課題 1 → レコードのうち、「of the man's」を含む行から始まりレコードの最後で終わる部分について、「hand」を「wrist」に置き換え、ほかは変えずにもう一度書いてください。
課題 2 → クラブ勤めの思い出を語る本文を、最後の文の後から書き継ぐこと。

本文 →

これは、昔わたくしがお水の世界にいたころのお話で、今とは世界もずいぶん違うのかもしれません。バブル前→バブル崩壊→不景気時代をずっとお水してました。そんな遠い記憶の物語…(だからクレームとか受け付けません、私の経験と主観です)
実家を出る前にお金を貯めるため、キャバクラに毛が生えたような三流のクラブにも在籍していたことがある。そこは帰りに家まで送ってくれるシステムがあったのと、待機室では好きな事が出来る(ゲームしたり仮眠したり食事したり)のと、売掛が全くない指名制なのと、衣装の貸し出しがあったので、時給は安くて労働時間が長かったけれど居心地は良かった。
出費も少なくてありがたかった。ただちょっとガラが悪い店だった。
その店のナンバーワンは美鈴という源氏名の、当時自称28歳の普通の女性。
特に綺麗というわけではないがブスではない。店の中では若くもない。何で美鈴ちゃんがナンバーワンなのかとても謎だった。
その店は女の子もガラが悪くて、人の客を寝取ったり、同伴や指名を奪ったりして(高級クラブと違って永久指名ではない)しょっちゅう女同士で取っ組み合いの喧嘩をしてた。ガラの悪い子達はだいたい子供を一人で育てていて『旦那は別荘にいる』と言うんだけど『別荘=刑務所』ってわかるまで、本当に仕事で単身赴任かなにかだと思ってた。

処理するデータ →
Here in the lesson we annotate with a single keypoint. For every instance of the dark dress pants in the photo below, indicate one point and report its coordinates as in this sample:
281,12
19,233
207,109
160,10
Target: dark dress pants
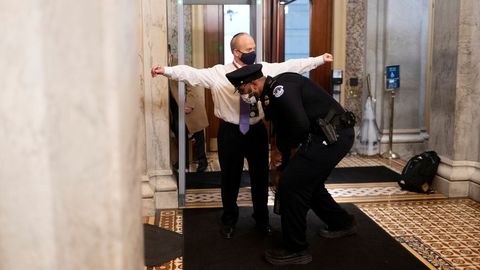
302,187
233,147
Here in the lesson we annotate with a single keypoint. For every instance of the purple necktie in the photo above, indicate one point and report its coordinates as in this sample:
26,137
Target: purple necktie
244,122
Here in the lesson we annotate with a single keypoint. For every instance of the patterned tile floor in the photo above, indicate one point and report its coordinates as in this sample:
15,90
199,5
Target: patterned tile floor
443,233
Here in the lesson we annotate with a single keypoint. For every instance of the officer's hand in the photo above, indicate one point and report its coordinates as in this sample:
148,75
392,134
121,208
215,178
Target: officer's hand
327,57
275,157
275,161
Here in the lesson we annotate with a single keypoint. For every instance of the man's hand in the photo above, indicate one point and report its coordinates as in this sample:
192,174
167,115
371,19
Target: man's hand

出力 1 →
Here in the lesson we annotate with a single keypoint. For every instance of the man's wrist in the photo above, indicate one point and report its coordinates as in this sample:
192,174
167,115
371,19
Target: man's wrist

出力 2 →
その界隈では『別荘に夫が居る』と言うのが普通の世界?ってかそれが自慢の世界。
すごくガラが悪くて下品なお店。もちろん客層もあまり良くない。その意味では美鈴ちゃんは凛として透明感があり、擦れた他の子と違って、清純派として人気が出たのかもしれない。
私はお店の子達と距離を置いていた。そこが美鈴ちゃんに気に入られて、自分が指名じゃない時は、彼女のヘルプに呼ばれることが多かった。
売れっ子ナンバーワンとなるといくつもの席を掛け持ちして、クルクルと忙しく動き回る。美鈴ちゃんが席に戻れば私は別の席で、美鈴ちゃん不在を嘆く客をいつも慰める係。それで私もお連れさんの指名貰ったり同伴して貰ったり、美鈴ちゃんのおこぼれにあずかることが出来た。
このナンバーワンの仲良しヘルプの役割は、なかなか割の良いポジションだったし、水商売の裏側を知る良いチャンスだった。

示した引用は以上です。